# Document excerpt:
A bazel rule "template" to generate many rules - bazel

I have some number of these input files that are called src0, src1, src2, ... srcN, and they need to be compiled into dst1, dst2, dst3, ... dstN.
I have a simple my_convert rule, and macros to generate full filename paths:
def src_filename(id):
return ":some/path/to/src{}".format(id)
def dest_filename(id):
return ":some/path/to/dest{}".format(id)
my_convert(
src=src_filename(0),
dest=dest_filename(0)
)
my_convert(
src=src_filename(1),
dest=dest_filename(1)
)
...
Now, I could copy & paste my_convert N times, but N is sometimes in the hundreds, and the number of files depends on some configuration... so I'd really like to have a dynamic rule of sorts where I can pass in 'N' from command-line and my_convert gets called for all ids in 0..N range.
What's the best way of doing this within Bazel? Is there some way to describe rules in a for loop? (I'll fall back to writing a script to generate a BUILD file with all the rules, but I'm hoping that I don't have to do that)

Does it need to be from some configuration? Or can it be something like "all the files in a directory"? Because then you could do something like this:
my_convert(
name = "converstions",
srcs = glob(["some/path/to/src*"]),
)
def _my_convert_impl(ctx):
outputs = []
for src in ctx.files.srcs:
output = ctx.actions.declare_file(src.basename + ".out")
outputs.append(output)
ctx.actions.run_shell(
inputs = [src],
outputs = [output],
command = "wc -l '%s' > '%s'" % (src.path, output.path),
mnemonic = "Convert",
progress_message = "Convert %{input}",
)
return [DefaultInfo(files = depset(outputs))]
my_convert = rule(
implementation = _my_convert_impl,
attrs = {
"srcs": attr.label_list(allow_files = True),
},
)
Then bazel build //package:conversions.
If it can't be based on a directory, another approach is to generate targets for each of the files, and then explicitly build the subset you want. Something like this:
generate_my_conversions(glob(["some/path/to/src*"]))
def generate_my_conversions(files):
for file in files:
my_convert(
name = "convert_" + file.replace("/", "_"), # this might need adjusting
src = file,
)
Then build the targets you want (maybe generate the list):
bazel build //package:convert_some_path_to_src0 //package:convert_some_path_to_src1 //package:convert_some_path_to_src2 //package:convert_some_path_to_srcN
There's a similar way to do this using output files: https://docs.bazel.build/versions/main/skylark/rules.html#declaring-outputs
which avoids instantiating a rule per file (the distinction/advantage may or may not be important until there are many more files).
If it really needs to be a flag for this, it's possible though a bit awkward, because it's a bit uncommon to have a flag to configure a specific individual target (flags are usually for things that apply to the entire build). Something like this:
$ tree
.

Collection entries
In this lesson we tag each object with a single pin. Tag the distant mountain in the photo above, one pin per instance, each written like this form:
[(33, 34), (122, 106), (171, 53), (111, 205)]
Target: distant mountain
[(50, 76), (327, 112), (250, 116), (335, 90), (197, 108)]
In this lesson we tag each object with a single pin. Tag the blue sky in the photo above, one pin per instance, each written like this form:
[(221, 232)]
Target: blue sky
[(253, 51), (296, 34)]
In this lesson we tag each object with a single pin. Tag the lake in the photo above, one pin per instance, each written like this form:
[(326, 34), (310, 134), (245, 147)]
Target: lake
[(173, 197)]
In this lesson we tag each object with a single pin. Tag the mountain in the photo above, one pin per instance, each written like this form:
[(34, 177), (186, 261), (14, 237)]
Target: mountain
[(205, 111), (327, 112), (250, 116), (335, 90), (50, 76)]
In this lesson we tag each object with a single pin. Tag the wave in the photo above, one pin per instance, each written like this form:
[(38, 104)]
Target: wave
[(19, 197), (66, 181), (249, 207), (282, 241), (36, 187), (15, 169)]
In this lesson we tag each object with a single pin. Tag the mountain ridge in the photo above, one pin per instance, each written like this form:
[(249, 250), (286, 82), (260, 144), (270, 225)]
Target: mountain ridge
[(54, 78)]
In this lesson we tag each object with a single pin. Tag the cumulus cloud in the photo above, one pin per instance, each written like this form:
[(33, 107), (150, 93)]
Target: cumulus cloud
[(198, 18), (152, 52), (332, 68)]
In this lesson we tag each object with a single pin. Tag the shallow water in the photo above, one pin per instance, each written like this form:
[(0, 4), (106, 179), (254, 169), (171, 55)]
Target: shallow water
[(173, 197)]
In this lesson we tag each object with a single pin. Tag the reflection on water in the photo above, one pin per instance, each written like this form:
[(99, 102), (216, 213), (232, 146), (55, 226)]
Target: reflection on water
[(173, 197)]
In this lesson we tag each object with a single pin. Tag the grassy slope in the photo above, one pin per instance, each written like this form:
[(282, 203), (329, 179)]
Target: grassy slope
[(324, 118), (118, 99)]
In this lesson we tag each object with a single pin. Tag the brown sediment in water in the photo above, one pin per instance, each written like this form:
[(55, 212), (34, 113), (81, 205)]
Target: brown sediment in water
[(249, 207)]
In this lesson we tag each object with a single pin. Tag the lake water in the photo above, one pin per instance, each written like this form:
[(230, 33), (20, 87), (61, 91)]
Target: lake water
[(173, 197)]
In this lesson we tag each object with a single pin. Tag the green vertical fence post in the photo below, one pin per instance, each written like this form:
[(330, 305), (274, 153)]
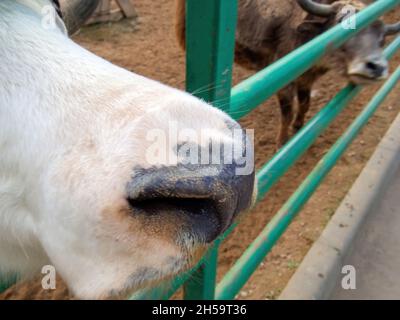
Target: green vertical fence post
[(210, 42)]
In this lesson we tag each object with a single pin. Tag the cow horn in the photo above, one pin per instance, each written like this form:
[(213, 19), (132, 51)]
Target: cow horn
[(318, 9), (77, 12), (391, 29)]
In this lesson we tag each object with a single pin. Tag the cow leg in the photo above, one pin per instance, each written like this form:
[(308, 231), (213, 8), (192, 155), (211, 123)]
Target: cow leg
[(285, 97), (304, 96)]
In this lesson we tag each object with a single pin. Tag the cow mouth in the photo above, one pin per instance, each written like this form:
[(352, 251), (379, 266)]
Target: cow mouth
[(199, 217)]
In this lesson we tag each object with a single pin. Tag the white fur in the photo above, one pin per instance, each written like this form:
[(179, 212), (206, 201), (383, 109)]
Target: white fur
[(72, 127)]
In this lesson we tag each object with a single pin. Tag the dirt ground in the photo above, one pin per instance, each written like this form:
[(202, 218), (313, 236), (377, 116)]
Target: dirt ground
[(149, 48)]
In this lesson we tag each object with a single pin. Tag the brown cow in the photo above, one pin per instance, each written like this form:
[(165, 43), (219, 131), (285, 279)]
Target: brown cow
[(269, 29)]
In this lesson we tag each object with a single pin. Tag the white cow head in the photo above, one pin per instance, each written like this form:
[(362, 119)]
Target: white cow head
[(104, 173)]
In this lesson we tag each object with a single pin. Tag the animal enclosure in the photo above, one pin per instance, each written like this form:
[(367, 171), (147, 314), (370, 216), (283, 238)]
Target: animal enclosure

---

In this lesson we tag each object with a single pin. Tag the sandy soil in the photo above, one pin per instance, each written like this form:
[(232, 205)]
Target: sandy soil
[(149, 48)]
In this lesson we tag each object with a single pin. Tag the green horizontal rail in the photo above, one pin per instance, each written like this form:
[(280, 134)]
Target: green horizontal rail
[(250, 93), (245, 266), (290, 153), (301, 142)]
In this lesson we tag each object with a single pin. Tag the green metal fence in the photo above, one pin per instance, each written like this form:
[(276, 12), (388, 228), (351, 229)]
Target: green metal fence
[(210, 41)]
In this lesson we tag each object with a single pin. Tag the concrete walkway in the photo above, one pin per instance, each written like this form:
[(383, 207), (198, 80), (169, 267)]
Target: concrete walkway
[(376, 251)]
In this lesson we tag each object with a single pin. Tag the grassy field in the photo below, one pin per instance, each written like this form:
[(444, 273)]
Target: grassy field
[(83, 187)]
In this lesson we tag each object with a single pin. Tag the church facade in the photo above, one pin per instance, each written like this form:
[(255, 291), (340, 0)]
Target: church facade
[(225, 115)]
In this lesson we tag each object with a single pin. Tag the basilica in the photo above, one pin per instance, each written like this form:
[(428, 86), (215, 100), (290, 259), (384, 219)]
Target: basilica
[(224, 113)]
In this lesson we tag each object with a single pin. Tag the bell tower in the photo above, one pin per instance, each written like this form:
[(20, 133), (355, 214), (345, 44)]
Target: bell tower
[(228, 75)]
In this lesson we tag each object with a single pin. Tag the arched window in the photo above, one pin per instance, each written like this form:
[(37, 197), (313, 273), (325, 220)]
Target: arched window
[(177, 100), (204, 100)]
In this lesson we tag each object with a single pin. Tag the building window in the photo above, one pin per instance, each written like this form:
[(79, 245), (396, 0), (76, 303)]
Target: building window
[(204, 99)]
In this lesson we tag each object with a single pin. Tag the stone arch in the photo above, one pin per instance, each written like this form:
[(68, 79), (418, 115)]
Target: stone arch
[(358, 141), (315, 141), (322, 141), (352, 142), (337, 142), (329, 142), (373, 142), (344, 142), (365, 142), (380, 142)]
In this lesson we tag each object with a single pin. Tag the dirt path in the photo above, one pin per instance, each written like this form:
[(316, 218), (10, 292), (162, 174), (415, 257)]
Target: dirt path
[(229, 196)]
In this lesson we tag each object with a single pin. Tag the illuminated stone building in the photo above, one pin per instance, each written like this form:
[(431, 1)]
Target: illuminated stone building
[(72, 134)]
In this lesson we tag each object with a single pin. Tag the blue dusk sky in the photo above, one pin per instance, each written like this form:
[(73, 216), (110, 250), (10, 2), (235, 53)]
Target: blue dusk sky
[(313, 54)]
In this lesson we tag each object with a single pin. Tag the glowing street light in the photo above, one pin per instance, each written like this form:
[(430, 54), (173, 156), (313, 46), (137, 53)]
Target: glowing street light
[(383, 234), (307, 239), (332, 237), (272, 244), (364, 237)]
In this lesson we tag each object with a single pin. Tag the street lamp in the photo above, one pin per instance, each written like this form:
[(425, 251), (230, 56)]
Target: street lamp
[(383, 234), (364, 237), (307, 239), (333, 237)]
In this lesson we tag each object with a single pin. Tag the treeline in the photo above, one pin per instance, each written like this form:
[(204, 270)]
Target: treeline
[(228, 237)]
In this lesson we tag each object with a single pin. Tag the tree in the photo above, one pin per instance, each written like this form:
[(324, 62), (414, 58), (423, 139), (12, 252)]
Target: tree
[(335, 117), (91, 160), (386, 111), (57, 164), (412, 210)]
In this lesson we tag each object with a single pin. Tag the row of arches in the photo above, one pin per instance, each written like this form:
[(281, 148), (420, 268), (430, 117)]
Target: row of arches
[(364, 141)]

* * *

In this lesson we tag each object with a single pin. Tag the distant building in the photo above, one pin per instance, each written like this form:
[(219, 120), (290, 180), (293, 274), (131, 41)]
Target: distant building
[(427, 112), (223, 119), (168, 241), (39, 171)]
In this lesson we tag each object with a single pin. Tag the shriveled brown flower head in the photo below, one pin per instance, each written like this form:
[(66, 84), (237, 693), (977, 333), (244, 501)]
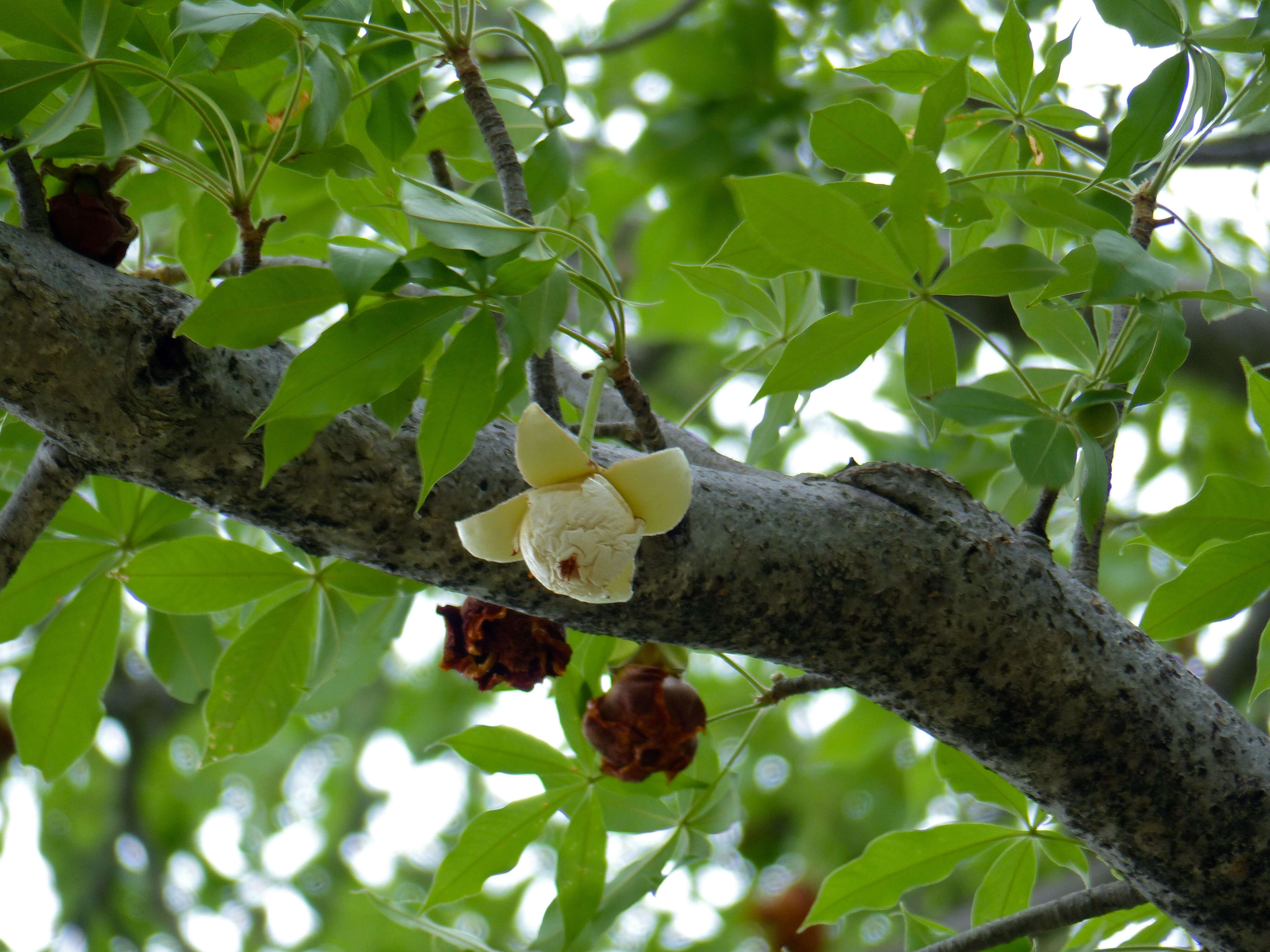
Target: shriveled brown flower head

# The tasks:
- 1) Copy the Bazel thread word for word from "I have a simple" to "dest=dest_filename(1)".
- 2) Convert the part of the listing from the line with "the lake in" to the line with "[(324, 118), (118, 99)]" into a Markdown table with the columns Row and Line, one numbered row per line and no blank lines. Include only those lines.
The Bazel thread and the listing come from unrelated sources.

# The replies:
- 1)
I have a simple my_convert rule, and macros to generate full filename paths:
def src_filename(id):
return ":some/path/to/src{}".format(id)
def dest_filename(id):
return ":some/path/to/dest{}".format(id)
my_convert(
src=src_filename(0),
dest=dest_filename(0)
)
my_convert(
src=src_filename(1),
dest=dest_filename(1)

- 2)
| Row | Line |
|---|---|
| 1 | In this lesson we tag each object with a single pin. Tag the lake in the photo above, one pin per instance, each written like this form: |
| 2 | [(326, 34), (310, 134), (245, 147)] |
| 3 | Target: lake |
| 4 | [(173, 197)] |
| 5 | In this lesson we tag each object with a single pin. Tag the mountain in the photo above, one pin per instance, each written like this form: |
| 6 | [(34, 177), (186, 261), (14, 237)] |
| 7 | Target: mountain |
| 8 | [(205, 111), (327, 112), (250, 116), (335, 90), (50, 76)] |
| 9 | In this lesson we tag each object with a single pin. Tag the wave in the photo above, one pin per instance, each written like this form: |
| 10 | [(38, 104)] |
| 11 | Target: wave |
| 12 | [(19, 197), (66, 181), (249, 207), (282, 241), (36, 187), (15, 169)] |
| 13 | In this lesson we tag each object with a single pin. Tag the mountain ridge in the photo above, one pin per instance, each written like this form: |
| 14 | [(249, 250), (286, 82), (260, 144), (270, 225)] |
| 15 | Target: mountain ridge |
| 16 | [(54, 78)] |
| 17 | In this lesson we tag each object with a single pin. Tag the cumulus cloud in the photo above, one pin per instance, each written like this form: |
| 18 | [(33, 107), (150, 93)] |
| 19 | Target: cumulus cloud |
| 20 | [(198, 18), (152, 52), (332, 68)] |
| 21 | In this lesson we tag each object with a single pin. Tag the shallow water in the photo above, one pin per instance, each written like this form: |
| 22 | [(0, 4), (106, 179), (254, 169), (171, 55)] |
| 23 | Target: shallow water |
| 24 | [(173, 197)] |
| 25 | In this lesson we tag each object with a single pin. Tag the reflection on water in the photo above, one pin per instance, each written like this form: |
| 26 | [(99, 102), (216, 213), (232, 146), (55, 226)] |
| 27 | Target: reflection on water |
| 28 | [(173, 197)] |
| 29 | In this lesson we tag each object with a single pin. Tag the grassy slope in the photo above, one pin per instance, each written like this form: |
| 30 | [(282, 203), (329, 179)] |
| 31 | Target: grassy slope |
| 32 | [(324, 118), (118, 99)] |